AUFGABE A →
Beantworte zum Text über Nachbarschaft diese Fragen:
(i) Wie heißt der Newsletter?
(ii) Welchen Titel trägt der Essay von Brian Eno?
(iii) Wo ist laut der Gastgeberin die Nachbarschaft?
AUFGABE B → Schreib aus dem Text über Nachbarschaft den Abschnitt von „Das, was wir“ bis einschließlich „ja ständig umdefiniert.“ wortgetreu ab.
AUFGABE C → Führe den Text über Nachbarschaft im Anschluss an seinen letzten Satz weiter.
***** ARTIKEL
Dieser Newsletter heißt bekanntlich „Internet Observatorium“. Irgendwie ein Anachronismus: Denn die interessantesten Beobachtungen finden sich dort, wo „das Internet“ in die physische Welt (Meatspace) diffundiert. So stark, dass sich das Wesen des jeweiligen Bereichs völlig verändert. Und gleichzeitig auch „Internet“ oder „Digital-Infrastruktur“ so sehr untrennbarer Teil dieses Bereichs sind, dass sie als Begriffe überhaupt nichts Spezielles mehr markieren.

Das, was wir bislang als Nachbarschaft kannten, ist einer dieser neuen Orte. Nicht, dass Nachbarschaft zuvor ein unveränderliches Konzept war. So schrieb Brian Eno 1978 in seinem Essay “The Big Here, Long Now” von seinem Erstaunen, als er zum ersten Mal eine Dinnerparty in New York besucht und er die reiche Gastgeberin fragt: 

“Wie gefällt es ihnen hier?” –

“Die beste Wohnung, in der ich je gelebt habe!” 

”Aber ist es eine interessante Nachbarschaft?” –

“Oh, die Nachbarschaft? Die ist da draußen.”

Die Nachbarschaft ist ”da draußen” – diese Feststellung kam uns schon vor den Corona-Lockdown bekannt vor. Innen und außen werden in unseren Zivilisationen ja ständig umdefiniert.
**********
***** ANGEZEIGTE INFORMATIONEN
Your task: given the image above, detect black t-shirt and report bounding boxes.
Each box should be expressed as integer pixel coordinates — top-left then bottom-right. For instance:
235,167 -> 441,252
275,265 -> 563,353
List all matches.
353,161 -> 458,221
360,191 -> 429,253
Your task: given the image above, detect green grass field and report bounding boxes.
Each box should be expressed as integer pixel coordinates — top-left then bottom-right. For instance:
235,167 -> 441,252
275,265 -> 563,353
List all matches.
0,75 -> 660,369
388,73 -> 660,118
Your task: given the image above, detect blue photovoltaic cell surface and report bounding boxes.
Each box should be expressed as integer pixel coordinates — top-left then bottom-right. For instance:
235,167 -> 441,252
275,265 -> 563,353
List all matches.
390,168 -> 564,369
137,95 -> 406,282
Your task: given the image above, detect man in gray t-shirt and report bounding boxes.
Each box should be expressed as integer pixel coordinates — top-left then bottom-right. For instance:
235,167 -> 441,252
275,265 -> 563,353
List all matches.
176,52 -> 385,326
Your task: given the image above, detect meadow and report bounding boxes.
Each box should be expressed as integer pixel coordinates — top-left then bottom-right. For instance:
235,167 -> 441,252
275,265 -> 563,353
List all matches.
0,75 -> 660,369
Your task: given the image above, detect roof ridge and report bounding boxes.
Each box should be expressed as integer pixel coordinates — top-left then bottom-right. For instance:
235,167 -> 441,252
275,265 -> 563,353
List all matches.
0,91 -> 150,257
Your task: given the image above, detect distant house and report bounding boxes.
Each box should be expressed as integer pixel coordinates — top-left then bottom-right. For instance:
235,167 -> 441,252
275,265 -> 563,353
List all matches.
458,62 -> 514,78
**********
***** ANGEZEIGTE INFORMATIONEN
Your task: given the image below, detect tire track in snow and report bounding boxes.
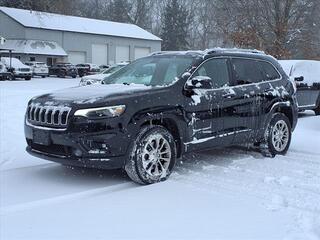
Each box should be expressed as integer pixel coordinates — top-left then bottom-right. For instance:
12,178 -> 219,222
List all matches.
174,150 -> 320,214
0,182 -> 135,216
**********
***** ANGEZEIGTE INFORMATIONEN
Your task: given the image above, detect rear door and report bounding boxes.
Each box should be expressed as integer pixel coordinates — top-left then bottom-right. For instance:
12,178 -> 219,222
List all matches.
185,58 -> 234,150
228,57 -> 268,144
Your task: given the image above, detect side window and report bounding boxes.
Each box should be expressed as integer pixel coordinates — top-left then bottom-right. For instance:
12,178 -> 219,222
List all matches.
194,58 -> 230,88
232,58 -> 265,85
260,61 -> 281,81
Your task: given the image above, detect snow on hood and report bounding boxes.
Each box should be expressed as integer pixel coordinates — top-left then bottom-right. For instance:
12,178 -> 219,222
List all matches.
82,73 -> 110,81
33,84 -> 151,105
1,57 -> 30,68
**********
ANTWORT A →
(i) „Internet Observatorium“
(ii) „The Big Here, Long Now“
(iii) „da draußen“

ANTWORT B →
Das, was wir bislang als Nachbarschaft kannten, ist einer dieser neuen Orte. Nicht, dass Nachbarschaft zuvor ein unveränderliches Konzept war. So schrieb Brian Eno 1978 in seinem Essay “The Big Here, Long Now” von seinem Erstaunen, als er zum ersten Mal eine Dinnerparty in New York besucht und er die reiche Gastgeberin fragt: 

“Wie gefällt es ihnen hier?” –

“Die beste Wohnung, in der ich je gelebt habe!” 

”Aber ist es eine interessante Nachbarschaft?” –

“Oh, die Nachbarschaft? Die ist da draußen.”

Die Nachbarschaft ist ”da draußen” – diese Feststellung kam uns schon vor den Corona-Lockdown bekannt vor. Innen und außen werden in unseren Zivilisationen ja ständig umdefiniert.

ANTWORT C →
So stellte der Medienwissenschaftler Ian Bogust zu Beginn der Corona-Krise fest: “Noch nie in unserer Geschichte konnten wir so viel unternehmen, ohne überhaupt das Haus zu verlassen.” Und merkte gleichzeitig an, dass sich sein Leben eigentlich durch die Isolation nur marginal geändert habe. Die Quarantäne war bereits Lifestyle.

Das Portal für Entertainment (Streaming), Fitness (YouTube-Videos), Kontakte (soziale Medien), serviertes Essen (Lieferando et al) ist zwar überall erreichbar, aber in der praktischen Nutzung oft in den eigenen vier Wänden verankert. Arbeit kam als Portal-Funktion – für diejenigen mit den entsprechend privilegierten Jobs – noch als Nutzungsszenario dazu.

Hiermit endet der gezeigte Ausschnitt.